* [Reading passage]:

———

Sunday 22 November 2015

Taking Inspiration by Matthew Presley


Water from one source is easily poisoned. Likewise, taking inspiration from only one source skews a written work. If you’re only drawing from one experience to write a scene, how do you distance your character from being an Author Avatar? You might love the Dresden Files or Discworld; how do you stop your story being rip-offs of them? Want to build a world, but the only fantasy world you’ve experienced was through Warcraft games? It’ll show quickly.
The easiest and best way to stop this is to take inspiration from multiple sources. Not just other written work in the same genre as you’re writing; that’s still water from the same source. Here’s some examples;


Music: More than any other media, music is the fastest inspiration. In four to five minutes (prog rock/Primal Scream are exceptions) the musician/s have to convey their emotions. While with a lot of music, the emotion is ‘that guy/girl is hot! I would like to kiss him/her’, music is a broad church. Listening to disparate music genres can influence your writing. When I’m writing, I think what songs best convey the emotions I want in the scene. What’s your character’s favourite song? If the producer making the film adaptation asked you, what songs would you suggest for the score? Don’t just listen to music you like either; power ballads or teen-pop have their place in the world too.
Sometimes the connections are easy; writing about a relationship breaking up? ‘Kayleigh’ by Marillion! Other times, multiple songs can go into a scene, especially if the mood of it shifts around. Writing a complicated break-up? Well ‘We used to be friends’ by Dandy Warhols is about a close relationship long past. ‘Leave right now’ by Will Young is about someone wanting out of a destructive relationship and vicious circle. The first verse of ‘Work it out’ by Jurassic 5 is about realising after the fact how poorly you treated someone. The score to the final scene of ‘Return of the King’ evokes a separation for the better, difficult as it is. Mixing all these together helps take the character’s experience away from your personal one, and makes the character less of an avatar.

———

* [Given data]:

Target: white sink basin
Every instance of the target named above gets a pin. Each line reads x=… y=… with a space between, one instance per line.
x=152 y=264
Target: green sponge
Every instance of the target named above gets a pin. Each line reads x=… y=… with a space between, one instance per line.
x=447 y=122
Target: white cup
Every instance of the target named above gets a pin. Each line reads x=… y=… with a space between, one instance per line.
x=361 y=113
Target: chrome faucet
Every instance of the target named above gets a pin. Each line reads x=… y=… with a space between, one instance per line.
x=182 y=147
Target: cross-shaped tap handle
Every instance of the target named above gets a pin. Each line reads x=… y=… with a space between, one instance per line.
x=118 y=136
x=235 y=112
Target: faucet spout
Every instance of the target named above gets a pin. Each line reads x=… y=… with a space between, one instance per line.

———

* [What to do]:
Copy the essay on taking inspiration starting at "The easiest and" and ending at "the world too.", with "emotions" swapped for "feelings" throughout.

* [Correct output]:
The easiest and best way to stop this is to take inspiration from multiple sources. Not just other written work in the same genre as you’re writing; that’s still water from the same source. Here’s some examples;


Music: More than any other media, music is the fastest inspiration. In four to five minutes (prog rock/Primal Scream are exceptions) the musician/s have to convey their feelings. While with a lot of music, the emotion is ‘that guy/girl is hot! I would like to kiss him/her’, music is a broad church. Listening to disparate music genres can influence your writing. When I’m writing, I think what songs best convey the feelings I want in the scene. What’s your character’s favourite song? If the producer making the film adaptation asked you, what songs would you suggest for the score? Don’t just listen to music you like either; power ballads or teen-pop have their place in the world too.